Originally posted at Gin & Tacos.

If you want to feel old, teach. That movie quote is not wrong: You get older, the students stay the same age.

Your cultural references are all dated, even when you think things are recent (ex., The Wire is already ancient history. You might as well reference the Marx Brothers). You reference major historical events that they’ve sort-of heard of but know essentially nothing about (ex. the Cold War, Vietnam, the OJ Simpson trial, etc.) You do the math and realize that they were 3 when 9-11 happened. And of course it only gets worse with time. You get used to it.

One of the saddest moments I ever had in a classroom, though, involved Rodney King and the LA Riots. We just passed the 25th anniversary of those events that left such a mark on everyone who lived through them. Of course “25th Anniversary” is a bold warning that students, both college and K-12, will have only the vaguest sense of what the proper nouns refer to. A few semesters ago in reference to the Michael Brown / Ferguson incident I mentioned Rodney King in an Intro to American Government class. I got the blank “Is that a thing we are supposed to know?” look that I have come to recognize when students hear about something that happened more than six months ago. “Rodney King?” More blinking. “Can someone tell why the name Rodney King is important?”

One student, god bless her, raised her hand. I paraphrase: “He was killed by the police and it caused the LA Riots.” I noted that, no, he did not die, but the second part of the statement was indirectly true. God bless technology in the classroom – I pulled up the grainy VHS-camcorder version of the video, as well as a transcript of the audio analysis presented at trial. We watched, and then talked a bit about the rioting following the acquittal of the LAPD officers at trial. They kept doing the blinking thing. I struggled to figure out what part of this relatively straightforward explanation had managed to confuse them.

“Are there questions? You guys look confused.”

Hand. “So he was OK?”

“He was beaten up pretty badly, but, ultimately he was. He died a few years ago from unrelated causes (note: in 2012).”

§ **Excerpted records**:

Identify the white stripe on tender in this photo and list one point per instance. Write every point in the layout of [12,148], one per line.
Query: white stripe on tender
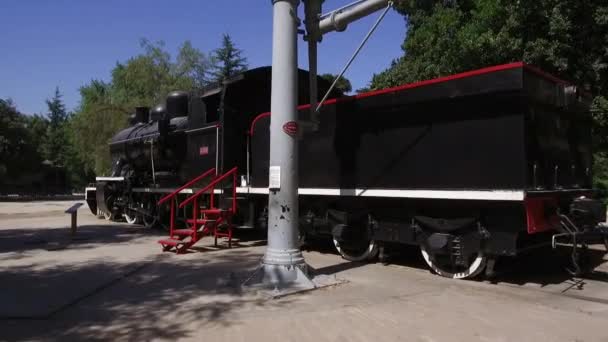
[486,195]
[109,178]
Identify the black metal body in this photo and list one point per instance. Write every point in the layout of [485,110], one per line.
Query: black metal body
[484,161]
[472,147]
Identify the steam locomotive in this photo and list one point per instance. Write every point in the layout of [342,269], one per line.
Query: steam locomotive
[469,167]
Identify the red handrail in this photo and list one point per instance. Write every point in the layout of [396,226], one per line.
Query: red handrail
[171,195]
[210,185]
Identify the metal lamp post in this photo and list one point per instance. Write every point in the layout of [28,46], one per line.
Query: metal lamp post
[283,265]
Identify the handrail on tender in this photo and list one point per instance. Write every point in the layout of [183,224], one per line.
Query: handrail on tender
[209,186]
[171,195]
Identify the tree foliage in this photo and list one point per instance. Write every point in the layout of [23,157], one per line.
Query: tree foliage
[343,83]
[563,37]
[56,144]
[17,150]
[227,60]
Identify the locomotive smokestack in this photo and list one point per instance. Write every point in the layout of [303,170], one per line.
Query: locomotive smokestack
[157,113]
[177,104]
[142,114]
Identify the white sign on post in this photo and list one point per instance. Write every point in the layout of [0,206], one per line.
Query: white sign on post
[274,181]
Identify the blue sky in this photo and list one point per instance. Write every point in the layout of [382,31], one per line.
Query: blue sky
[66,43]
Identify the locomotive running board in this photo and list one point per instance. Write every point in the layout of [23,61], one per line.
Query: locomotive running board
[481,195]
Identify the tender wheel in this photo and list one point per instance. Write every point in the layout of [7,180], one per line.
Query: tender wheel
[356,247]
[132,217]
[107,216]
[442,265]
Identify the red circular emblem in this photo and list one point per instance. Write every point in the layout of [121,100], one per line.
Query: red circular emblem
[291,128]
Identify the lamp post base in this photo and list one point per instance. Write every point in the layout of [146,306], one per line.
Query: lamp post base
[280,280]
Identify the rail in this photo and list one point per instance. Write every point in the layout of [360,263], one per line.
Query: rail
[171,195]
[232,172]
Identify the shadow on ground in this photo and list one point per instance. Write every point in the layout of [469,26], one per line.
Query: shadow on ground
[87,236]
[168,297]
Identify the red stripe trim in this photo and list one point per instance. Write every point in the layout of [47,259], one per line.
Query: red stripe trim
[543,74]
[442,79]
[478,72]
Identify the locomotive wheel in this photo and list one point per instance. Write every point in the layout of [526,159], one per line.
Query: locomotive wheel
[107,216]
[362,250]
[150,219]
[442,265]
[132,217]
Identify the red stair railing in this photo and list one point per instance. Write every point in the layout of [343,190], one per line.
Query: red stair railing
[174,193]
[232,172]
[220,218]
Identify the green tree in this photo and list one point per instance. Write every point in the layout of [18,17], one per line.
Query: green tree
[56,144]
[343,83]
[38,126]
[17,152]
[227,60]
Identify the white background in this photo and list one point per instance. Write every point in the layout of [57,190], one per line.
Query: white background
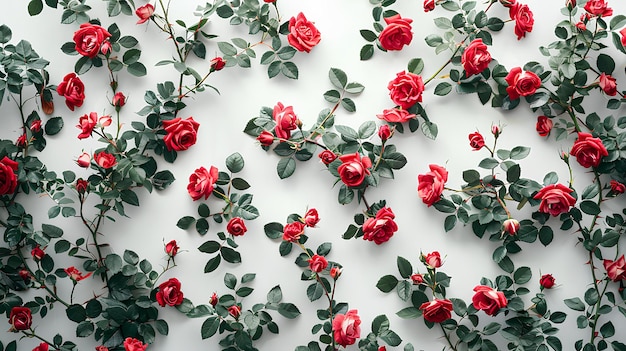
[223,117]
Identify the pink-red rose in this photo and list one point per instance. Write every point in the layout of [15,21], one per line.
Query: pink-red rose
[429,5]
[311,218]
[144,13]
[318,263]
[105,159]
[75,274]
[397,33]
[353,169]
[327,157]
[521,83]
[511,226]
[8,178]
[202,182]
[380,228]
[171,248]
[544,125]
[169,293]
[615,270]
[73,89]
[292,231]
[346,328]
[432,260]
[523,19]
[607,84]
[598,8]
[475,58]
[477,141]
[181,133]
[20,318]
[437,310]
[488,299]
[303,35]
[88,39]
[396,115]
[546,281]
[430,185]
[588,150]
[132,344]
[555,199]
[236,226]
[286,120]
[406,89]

§ **Tasks to perform**:
- a) In the teaching essay, rewrite the stretch from "Originally posted at" through "used to it.", putting "pupils" wherever "students" appears.
- b) According to the teaching essay, in which class did the author mention Rodney King?

§ **Answers to the exercises**:
- a)
Originally posted at Gin & Tacos.

If you want to feel old, teach. That movie quote is not wrong: You get older, the pupils stay the same age.

Your cultural references are all dated, even when you think things are recent (ex., The Wire is already ancient history. You might as well reference the Marx Brothers). You reference major historical events that they’ve sort-of heard of but know essentially nothing about (ex. the Cold War, Vietnam, the OJ Simpson trial, etc.) You do the math and realize that they were 3 when 9-11 happened. And of course it only gets worse with time. You get used to it.

- b) An Intro to American Government class.